Job: Can you rewrite the entries below, replacing every "marker" with "dot" and leaving everything else unchanged?

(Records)
________________

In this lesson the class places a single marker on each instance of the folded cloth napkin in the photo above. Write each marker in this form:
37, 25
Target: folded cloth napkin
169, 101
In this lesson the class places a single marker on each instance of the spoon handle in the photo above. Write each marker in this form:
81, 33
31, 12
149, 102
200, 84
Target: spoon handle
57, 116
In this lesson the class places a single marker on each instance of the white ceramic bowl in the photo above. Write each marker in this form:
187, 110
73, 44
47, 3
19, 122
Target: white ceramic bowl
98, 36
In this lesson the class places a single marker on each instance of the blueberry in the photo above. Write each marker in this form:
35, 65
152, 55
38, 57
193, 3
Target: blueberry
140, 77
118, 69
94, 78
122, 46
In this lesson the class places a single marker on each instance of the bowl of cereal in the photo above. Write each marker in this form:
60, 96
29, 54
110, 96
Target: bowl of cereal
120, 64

________________

Expected answer:
In this lesson the class places a single dot on each instance of the folded cloth napkin in the photo above. Write each dot in this form:
37, 25
Target: folded cloth napkin
169, 101
In this lesson the class places a single dot on each instance of the spoon handle in the photo above. Write each dot in this form:
81, 33
31, 12
149, 102
200, 84
Target: spoon handle
57, 116
In this lesson the class places a single dot on each instance of the white ceramic bowl in the photo above. Write each dot in this form:
187, 110
73, 44
47, 3
19, 122
Target: white ceramic bowl
98, 36
In this lesson the class places a single dot on each instance of the blueberry in the photo above. Write each dot in this form:
35, 65
152, 55
38, 57
193, 3
Target: blueberry
140, 77
118, 69
94, 78
122, 46
In this lesson the class places a single dot on each instance of the bowl of cereal in the photo above. Write each dot in this form:
60, 96
29, 54
110, 96
Target: bowl of cereal
120, 64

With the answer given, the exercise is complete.